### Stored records
========================================================================

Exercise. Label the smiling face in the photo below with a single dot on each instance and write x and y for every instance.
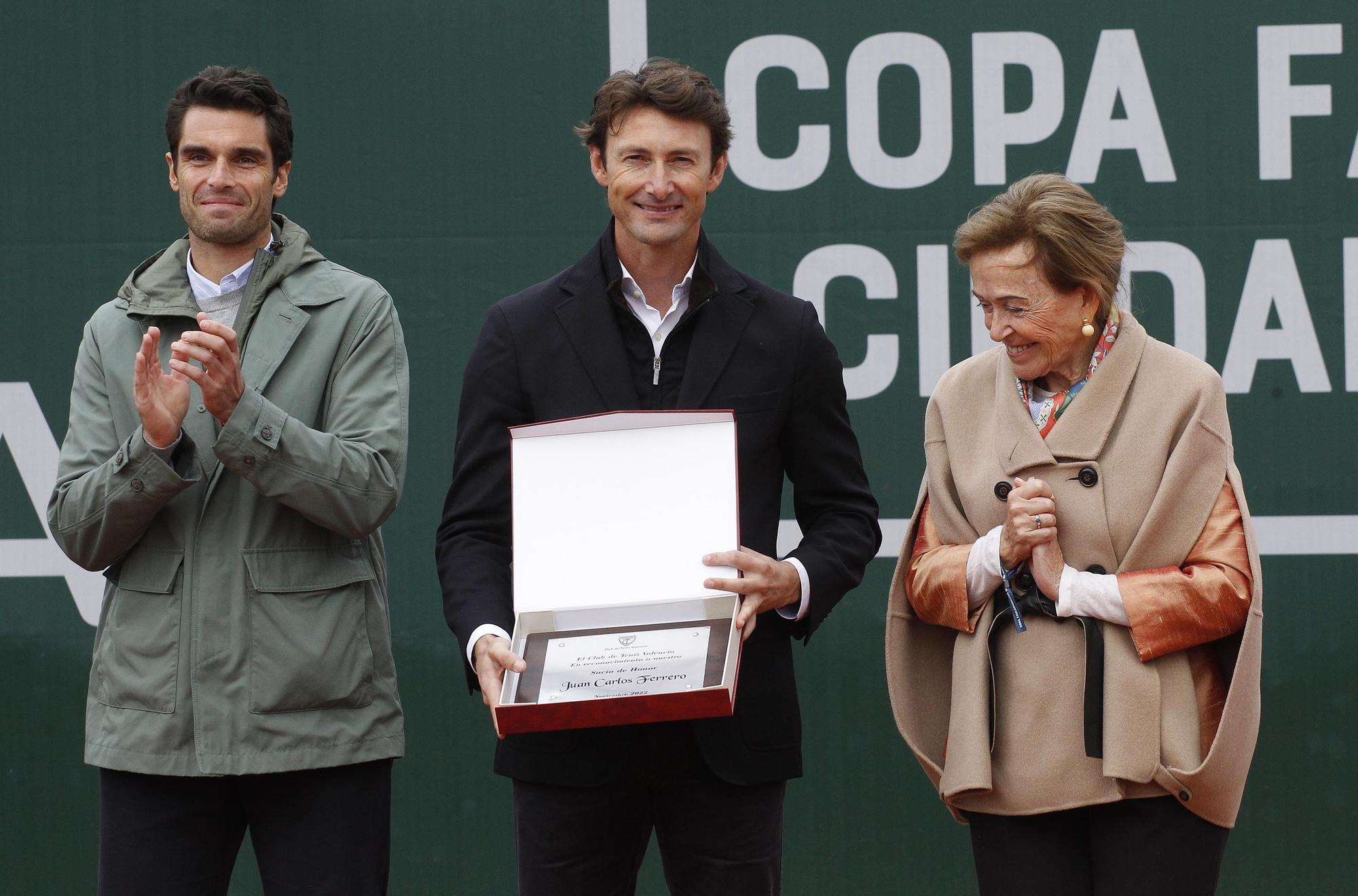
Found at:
(225, 176)
(659, 172)
(1038, 325)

========================================================================

### WHAT THE EXERCISE ASKS
Word for word, give the entries back in full; the pictures do not belong in the copy.

### COMPLETED EXERCISE
Exercise. Label the smiling face in the photo below with a single dot on each instance and write x and y for every instance.
Found at:
(225, 176)
(659, 172)
(1038, 325)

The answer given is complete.